Given instruction |
Copy the lines below, swapping every occurrence of "picture" for "image" and keeping everything else as it is.

=== Extracted data ===

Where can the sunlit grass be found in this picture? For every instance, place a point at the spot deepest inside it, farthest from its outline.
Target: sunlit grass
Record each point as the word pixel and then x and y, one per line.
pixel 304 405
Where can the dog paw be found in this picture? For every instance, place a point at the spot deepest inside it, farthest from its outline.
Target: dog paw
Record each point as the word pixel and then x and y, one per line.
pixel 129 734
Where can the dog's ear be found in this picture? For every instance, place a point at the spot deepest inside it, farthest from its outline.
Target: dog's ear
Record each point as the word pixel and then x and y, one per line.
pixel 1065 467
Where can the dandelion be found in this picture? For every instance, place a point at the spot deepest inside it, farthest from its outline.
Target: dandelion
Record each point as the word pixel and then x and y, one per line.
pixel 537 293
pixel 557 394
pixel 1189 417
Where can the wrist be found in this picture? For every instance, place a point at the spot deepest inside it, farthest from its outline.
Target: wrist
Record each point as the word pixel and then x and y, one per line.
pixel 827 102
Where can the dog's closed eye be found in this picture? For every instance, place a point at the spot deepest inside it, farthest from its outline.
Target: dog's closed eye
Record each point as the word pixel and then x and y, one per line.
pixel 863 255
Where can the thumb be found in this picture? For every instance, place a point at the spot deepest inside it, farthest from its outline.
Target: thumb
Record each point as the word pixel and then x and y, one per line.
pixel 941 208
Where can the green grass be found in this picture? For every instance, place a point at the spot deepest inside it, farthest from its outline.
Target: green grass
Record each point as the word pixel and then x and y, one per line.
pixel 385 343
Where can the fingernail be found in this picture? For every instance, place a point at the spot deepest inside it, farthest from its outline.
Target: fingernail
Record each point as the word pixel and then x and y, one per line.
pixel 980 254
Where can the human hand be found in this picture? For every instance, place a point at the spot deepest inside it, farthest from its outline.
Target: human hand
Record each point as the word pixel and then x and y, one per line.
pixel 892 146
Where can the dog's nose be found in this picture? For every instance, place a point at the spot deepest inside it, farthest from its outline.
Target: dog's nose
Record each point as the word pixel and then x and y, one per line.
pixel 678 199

===

Solution for this exercise |
Where can the sunlit grass be found in this image? For every instance, place a point at the spot deepest inside it, farthest from its outline.
Target: sunlit grass
Record each point as the word pixel and then x and y, one per line.
pixel 304 405
Where can the dog paw be found in this image? For every instance, place a point at the spot deepest inside it, farthest from its outline.
Target: dog paw
Record each point as the word pixel and then x and y, one per line.
pixel 129 734
Where can the dog's ear be found in this image? For every instance, place a point at the spot deepest inside it, farthest from its outline.
Target: dog's ear
Record each point as the word pixel and then x and y, one per line.
pixel 1065 467
Where can the dandelion be found in this image? For every instance, place a point at the spot deepest inside it, farthest from its outline.
Target: dandelion
Record each point as the word pixel and then x and y, one per line.
pixel 537 293
pixel 557 394
pixel 1189 417
Where can the wrist be found in this image? For every instance, place a point at the spot deepest inside it, farthest from its outline.
Target: wrist
Record each point as the word pixel and then x and y, one per line.
pixel 827 102
Where can the dog's closed eye be found in this image? For every instance, place a point at the spot deepest inside it, farthest from its outline.
Target: dog's closed eye
Record each point as the word pixel and then x and y, one per line.
pixel 863 255
Where can the thumb be found in this image? For every instance, place a point at the spot deepest inside it, farthest from its outline.
Target: thumb
Record each point as the word pixel and then x and y, one per line.
pixel 941 208
Where can the green grass be found in this image? For every instance, place a point at the spot deepest inside it, farthest from its outline.
Target: green grass
Record each point as the word pixel and then x and y, one per line.
pixel 385 343
Where can the fingernail be found in this image? For every instance, place a point at the spot deepest inside it, farthest from its outline.
Target: fingernail
Record each point as the word pixel and then x and y, one per line.
pixel 980 254
Where can the human hand be found in this image? For every instance, place a point at the spot deepest inside it, farthest from its outline.
Target: human hand
Record each point as the word pixel and then x and y, one per line.
pixel 892 146
Where can the dog's nose be found in this image? For every instance, place a point at the spot deepest inside it, farthest from its outline.
Target: dog's nose
Record each point as the word pixel and then x and y, one per line.
pixel 678 199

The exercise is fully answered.